▶ [EXCERPT PROVIDED]:
‘No mistake. We have no rooms booked,’ he repeated.
We effectively begged for a room, which we were eventually given – facing an alley and trash-cans. Michael was, typically, the first to question what had happened when we got to the basic quarters of our second-rate room. ‘Why would someone treat us like that because of our skin colour?’ he asked. It confused him because he knew our fans were both black and white, and it was the first time we had been made to feel unwanted, let alone unpopular.
It made us more determined to kick some butt onstage, because we soon recognised the importance of being black kids performing for black fans who could now identify with us. We were carrying the torch for our forefathers, winning respect for every black kid with a dream. The screams and cheers that night felt like a lot more than just Jackson-mania: they felt like defiance and victory. As Sammy Davis Junior had said in 1965: ‘Being a star has made it possible for me to get insulted in places where the average Negro could never hope to go and get insulted.’
Michael’s memories of Alabama were not the greatest back then, because when we left Mobile our 727 plane hit bad weather and severe turbulence. I think we were all nervous flyers to begin with and preferred touring in the VW camper van, but we seemed to have a concert every few days so we had no choice but to take to the skies. But this flight left Michael – and me – petrified when it abruptly dropped and started shaking violently. Sitting together, we gripped the armrests tightly. When I looked to my left, Michael was crying, his eyes screwed tight. Armageddon must have flashed through both our minds, and it didn’t help that the skies were dark and the cabin lights kept flickering. When the conditions calmed, a stewardess came over and crouched beside Michael to reassure us both of how normal such an event was. That calmed us – until the pilot ruined it after we landed: ‘The airplane was hard to control but we got through it, didn’t we?’
Our fears increased in 1972 when we saw news footage of some Eastern Airlines passenger plane going down in the Everglades, dropping from 2,000 feet during its descent into Miami.

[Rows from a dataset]
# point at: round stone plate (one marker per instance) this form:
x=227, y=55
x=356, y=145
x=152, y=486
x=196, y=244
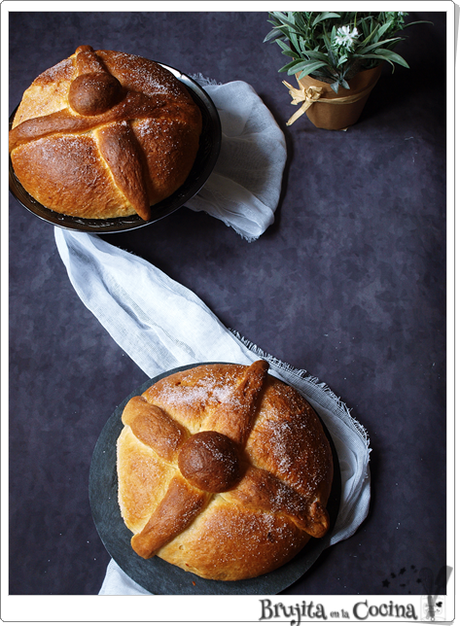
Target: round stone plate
x=155, y=575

▶ [WHAT YOU SHOULD DO]: Reproduce word for word the part of the passage about the Alabama tour that begins at the words "We effectively begged" and stops after "let alone unpopular.".

▶ [FULL ANSWER]:
We effectively begged for a room, which we were eventually given – facing an alley and trash-cans. Michael was, typically, the first to question what had happened when we got to the basic quarters of our second-rate room. ‘Why would someone treat us like that because of our skin colour?’ he asked. It confused him because he knew our fans were both black and white, and it was the first time we had been made to feel unwanted, let alone unpopular.